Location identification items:
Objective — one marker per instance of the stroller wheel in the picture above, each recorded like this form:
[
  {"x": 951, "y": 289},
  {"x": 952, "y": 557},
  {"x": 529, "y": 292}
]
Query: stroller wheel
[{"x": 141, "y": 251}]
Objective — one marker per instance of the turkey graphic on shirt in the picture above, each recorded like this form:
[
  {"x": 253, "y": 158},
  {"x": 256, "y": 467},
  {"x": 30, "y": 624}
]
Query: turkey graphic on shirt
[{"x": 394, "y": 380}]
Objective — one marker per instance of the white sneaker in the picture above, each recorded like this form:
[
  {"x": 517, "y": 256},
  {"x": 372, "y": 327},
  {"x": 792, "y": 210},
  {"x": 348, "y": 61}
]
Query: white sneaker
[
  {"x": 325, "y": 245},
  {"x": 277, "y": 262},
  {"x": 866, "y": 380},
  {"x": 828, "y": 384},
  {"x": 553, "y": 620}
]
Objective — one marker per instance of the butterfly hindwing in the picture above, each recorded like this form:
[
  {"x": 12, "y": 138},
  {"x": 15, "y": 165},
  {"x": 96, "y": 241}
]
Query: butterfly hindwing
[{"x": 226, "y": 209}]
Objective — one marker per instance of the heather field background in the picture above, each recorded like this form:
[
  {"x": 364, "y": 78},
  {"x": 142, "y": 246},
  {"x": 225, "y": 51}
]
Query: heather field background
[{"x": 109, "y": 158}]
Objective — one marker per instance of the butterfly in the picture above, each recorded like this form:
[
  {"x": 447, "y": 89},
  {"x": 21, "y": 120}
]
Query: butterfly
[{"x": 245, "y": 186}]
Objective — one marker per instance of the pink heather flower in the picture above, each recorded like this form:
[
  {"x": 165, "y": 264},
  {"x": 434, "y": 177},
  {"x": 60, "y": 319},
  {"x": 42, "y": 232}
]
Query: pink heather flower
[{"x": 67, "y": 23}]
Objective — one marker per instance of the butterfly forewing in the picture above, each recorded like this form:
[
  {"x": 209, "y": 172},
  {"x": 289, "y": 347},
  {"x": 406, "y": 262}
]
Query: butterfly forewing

Task requirements:
Rename "butterfly forewing" to "moth forewing" throughout the lines from the one containing "Objective — one marker per instance of the butterfly forewing" through the end of the listing, inclusive. Output only those lines, with nothing else altered.

Written solution:
Objective — one marker per instance of the moth forewing in the picture above, each recorded like this form:
[
  {"x": 209, "y": 172},
  {"x": 289, "y": 347},
  {"x": 406, "y": 262}
]
Query: moth forewing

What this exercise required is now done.